Exclude the images and repeat all remaining entries exactly.

Image point grounding data:
Content starts
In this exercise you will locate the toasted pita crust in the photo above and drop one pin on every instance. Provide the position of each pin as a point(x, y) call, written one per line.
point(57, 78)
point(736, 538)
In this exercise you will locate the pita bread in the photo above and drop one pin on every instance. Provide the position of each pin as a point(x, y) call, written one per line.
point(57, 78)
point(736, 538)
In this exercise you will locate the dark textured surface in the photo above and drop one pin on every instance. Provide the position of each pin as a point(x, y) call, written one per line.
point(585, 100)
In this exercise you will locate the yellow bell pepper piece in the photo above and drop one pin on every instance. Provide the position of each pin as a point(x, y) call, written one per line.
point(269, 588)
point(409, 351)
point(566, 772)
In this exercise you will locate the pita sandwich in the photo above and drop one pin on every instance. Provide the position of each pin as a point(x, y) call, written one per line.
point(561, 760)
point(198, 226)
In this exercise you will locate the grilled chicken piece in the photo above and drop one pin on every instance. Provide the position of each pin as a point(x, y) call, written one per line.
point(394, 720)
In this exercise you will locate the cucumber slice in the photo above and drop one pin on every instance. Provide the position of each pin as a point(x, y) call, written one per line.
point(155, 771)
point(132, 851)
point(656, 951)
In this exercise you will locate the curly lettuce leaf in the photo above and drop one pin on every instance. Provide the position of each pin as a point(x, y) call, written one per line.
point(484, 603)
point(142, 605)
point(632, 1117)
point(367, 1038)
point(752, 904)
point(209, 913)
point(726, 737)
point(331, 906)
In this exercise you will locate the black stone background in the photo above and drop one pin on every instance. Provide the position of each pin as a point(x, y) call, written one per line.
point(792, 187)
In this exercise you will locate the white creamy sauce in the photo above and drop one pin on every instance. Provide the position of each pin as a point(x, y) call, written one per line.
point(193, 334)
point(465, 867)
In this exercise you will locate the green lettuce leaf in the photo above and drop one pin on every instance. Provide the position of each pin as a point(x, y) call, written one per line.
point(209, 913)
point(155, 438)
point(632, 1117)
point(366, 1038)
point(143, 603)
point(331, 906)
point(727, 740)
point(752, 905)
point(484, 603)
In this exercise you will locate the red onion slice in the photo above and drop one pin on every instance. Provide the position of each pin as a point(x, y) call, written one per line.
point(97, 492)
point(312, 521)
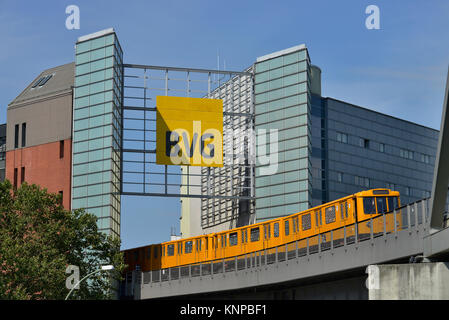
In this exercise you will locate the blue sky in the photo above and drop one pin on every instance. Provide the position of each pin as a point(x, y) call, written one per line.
point(399, 70)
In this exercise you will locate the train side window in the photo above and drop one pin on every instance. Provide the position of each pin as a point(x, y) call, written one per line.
point(171, 250)
point(342, 210)
point(381, 204)
point(276, 229)
point(242, 236)
point(318, 219)
point(223, 240)
point(267, 231)
point(254, 234)
point(306, 222)
point(329, 214)
point(188, 246)
point(392, 203)
point(369, 206)
point(233, 241)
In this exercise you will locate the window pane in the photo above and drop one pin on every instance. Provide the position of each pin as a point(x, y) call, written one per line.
point(369, 206)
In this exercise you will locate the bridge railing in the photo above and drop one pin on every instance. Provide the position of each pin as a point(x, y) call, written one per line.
point(407, 217)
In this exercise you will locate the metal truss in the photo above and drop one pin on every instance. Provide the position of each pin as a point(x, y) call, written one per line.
point(142, 176)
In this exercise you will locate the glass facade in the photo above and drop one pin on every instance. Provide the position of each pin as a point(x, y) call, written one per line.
point(97, 129)
point(282, 102)
point(356, 149)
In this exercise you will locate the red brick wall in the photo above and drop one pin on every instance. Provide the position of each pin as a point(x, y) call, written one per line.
point(44, 167)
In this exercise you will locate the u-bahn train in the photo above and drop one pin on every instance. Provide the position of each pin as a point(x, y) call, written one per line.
point(334, 215)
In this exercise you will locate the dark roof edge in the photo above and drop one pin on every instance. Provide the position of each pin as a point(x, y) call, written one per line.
point(384, 114)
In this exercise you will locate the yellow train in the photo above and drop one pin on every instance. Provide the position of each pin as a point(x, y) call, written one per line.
point(347, 211)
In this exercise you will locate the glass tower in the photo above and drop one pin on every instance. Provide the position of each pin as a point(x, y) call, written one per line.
point(97, 128)
point(282, 102)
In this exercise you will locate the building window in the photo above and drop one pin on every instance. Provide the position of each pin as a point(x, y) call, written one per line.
point(339, 177)
point(366, 143)
point(407, 154)
point(425, 158)
point(61, 149)
point(16, 136)
point(15, 178)
point(391, 186)
point(362, 181)
point(24, 130)
point(22, 175)
point(342, 137)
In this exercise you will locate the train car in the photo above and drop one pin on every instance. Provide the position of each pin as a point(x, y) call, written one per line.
point(339, 216)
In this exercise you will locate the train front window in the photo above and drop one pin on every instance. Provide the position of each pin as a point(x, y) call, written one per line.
point(393, 203)
point(381, 204)
point(369, 205)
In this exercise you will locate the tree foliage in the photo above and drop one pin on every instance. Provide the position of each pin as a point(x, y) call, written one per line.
point(39, 239)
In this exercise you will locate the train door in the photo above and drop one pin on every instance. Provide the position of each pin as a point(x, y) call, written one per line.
point(318, 221)
point(215, 247)
point(243, 240)
point(266, 235)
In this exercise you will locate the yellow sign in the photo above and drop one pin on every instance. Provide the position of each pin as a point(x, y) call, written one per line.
point(189, 131)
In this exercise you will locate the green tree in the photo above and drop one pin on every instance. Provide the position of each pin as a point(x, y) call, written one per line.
point(39, 239)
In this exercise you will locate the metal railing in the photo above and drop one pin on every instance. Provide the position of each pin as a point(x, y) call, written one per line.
point(407, 217)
Content ends
> [Written response]:
In this exercise you will locate the toasted pita crust in the photo above and drop one pin on every instance. Provide the position of each pin as a point(x, y) call, written one per line.
point(57, 78)
point(736, 538)
In this exercise you will locate the pita bread in the photo above and drop one pin on every instance. Provide the position of each pin as a point(x, y) call, written one per line.
point(57, 78)
point(736, 538)
In this exercise you will locate the dark textured surface in the photo above and drop one pin on every instance. Provide the position of each pin as a point(x, y) call, written one per line.
point(585, 100)
In this exercise you will locate the yellow bell pepper piece in the photo above and drop one pin on every instance. Provide the position of each pin as a point(x, y) call, written one per line.
point(269, 588)
point(409, 351)
point(566, 772)
In this exercise you will locate the pita sandwich in the photo above and drop one pin on every instance. Provide the position of each pin as a point(x, y) call, written one per line.
point(561, 760)
point(198, 226)
In this exercise you will locate the grilled chicken piece in the photo above and drop one pin on every instance. Provide the position of each pin as a point(x, y) call, written one per line.
point(394, 720)
In this exercise you will locate the cucumber slice in the photo above and drop one pin on every instance. Provide the position of each pin as a point(x, y) call, written one per line.
point(155, 771)
point(132, 851)
point(656, 951)
In this exercise you will locate the curly lettuce leaf in the photo above and drop one pin on every instance. Provide the position of each pin as a point(x, y) call, written one per line.
point(484, 603)
point(142, 605)
point(632, 1117)
point(367, 1038)
point(752, 904)
point(209, 913)
point(726, 737)
point(331, 906)
In this exercise you will locate the black stone background in the photo above and drop one pin on every instance. Provide the position of each pin as a point(x, y) call, written one per line.
point(792, 187)
In this exercise you will locate the white creamy sauce in the photo above and drop one pin on every instance. Provide the position of each pin as a point(x, y) call, written one per line.
point(193, 334)
point(465, 867)
In this exercise you will locate the green lettuce leaf in the photo above and drop one pin on every instance. Provide the position of each pin as a point(x, y) call, written one per line.
point(209, 913)
point(155, 438)
point(632, 1117)
point(366, 1038)
point(143, 603)
point(331, 906)
point(727, 740)
point(752, 905)
point(484, 603)
In this exercise you will locate the red onion slice in the photo above and drop one pin on every instance. Provide the position of each pin as a point(x, y) call, written one per line.
point(97, 492)
point(312, 521)
In this exercise you will locate the blue sky in the photo above and drop one pin on every instance. Provide the position of each pin as a point(x, y) call, written one per line.
point(399, 70)
In this exercise you will locate the train side window in the photo above and drop one pin on every instance. Provide the position of each pin as a point(x, y) call, written one per line.
point(171, 250)
point(342, 210)
point(381, 204)
point(276, 229)
point(242, 236)
point(318, 219)
point(223, 240)
point(267, 231)
point(254, 234)
point(306, 222)
point(329, 214)
point(188, 246)
point(392, 203)
point(369, 206)
point(233, 241)
In this exercise you will locate the window pane in the photo above and drop one pin on every instance. Provide the position of each pin as a point(x, y) call, written one per line.
point(369, 206)
In this exercise you will locate the bridge railing in the photo above and drop one pin on every instance. Provide the position of each pin as a point(x, y) call, written one per line.
point(407, 217)
In this exercise you will locate the metal truss in the photo above and drop one pin on every instance. Provide the position of each pin as a point(x, y) call, written one per line.
point(142, 176)
In this exercise you will locate the glass facade in the photo above and drop one pin on every instance. Provide the position of each pin as a point(x, y) call, written one per line.
point(97, 129)
point(282, 102)
point(356, 149)
In this exercise you will locate the red brick wall in the photo above and drop one pin on every instance. Provide the position of each pin as a point(x, y) call, written one per line.
point(44, 167)
In this exercise you will locate the u-bahn train in the photo above and drop one pin on every instance. Provide the position of each pin as a point(x, y) call, written one per line.
point(334, 215)
In this exercise you will locate the dark roof edge in the photo above and drop one pin on every instance. Provide the position of each pin as a point(x, y) call, written one per line.
point(384, 114)
In this exercise you will locate the yellow train in the photo above and drop one pin on every instance. Provide the position of each pin as a point(x, y) call, written one per line.
point(347, 211)
In this exercise you will locate the glass tower in the photo above and drop one pin on every instance. Provide the position of each pin as a point(x, y) call, written one per line.
point(97, 128)
point(282, 102)
In this exercise you will locate the building window in the photo above and drop one pin on every instance. Provide the position of each pin as a point(x, y) call, written one per line.
point(339, 177)
point(366, 143)
point(407, 154)
point(425, 158)
point(61, 149)
point(16, 136)
point(15, 178)
point(391, 186)
point(362, 181)
point(24, 130)
point(22, 175)
point(342, 137)
In this exercise you will locate the train car in the photo above and drop one pin on every instance. Provide the position of each pin as a point(x, y) call, written one per line.
point(339, 216)
In this exercise you will locate the train front window in the photo above and drop one pin on every instance. Provide the position of each pin as a point(x, y) call, written one per line.
point(393, 203)
point(381, 204)
point(369, 205)
In this exercise you will locate the tree foliage in the photo above and drop one pin on every instance. Provide the position of each pin as a point(x, y) call, written one per line.
point(39, 239)
In this exercise you will locate the train door in the photo above and drop one pin on every instance. Provide the position of each pin as a point(x, y) call, written one per line.
point(318, 221)
point(215, 247)
point(243, 240)
point(266, 235)
In this exercise you will locate the yellow sign in the photo above and drop one pin on every instance. Provide the position of each pin as a point(x, y) call, written one per line.
point(189, 131)
In this exercise you will locate the green tree in the photo above and drop one pin on every instance. Provide the position of each pin as a point(x, y) call, written one per line.
point(39, 239)
In this exercise you will locate the metal railing in the photo above and drop one pin on every instance. Provide the position of each pin as a point(x, y) call, written one per line.
point(407, 217)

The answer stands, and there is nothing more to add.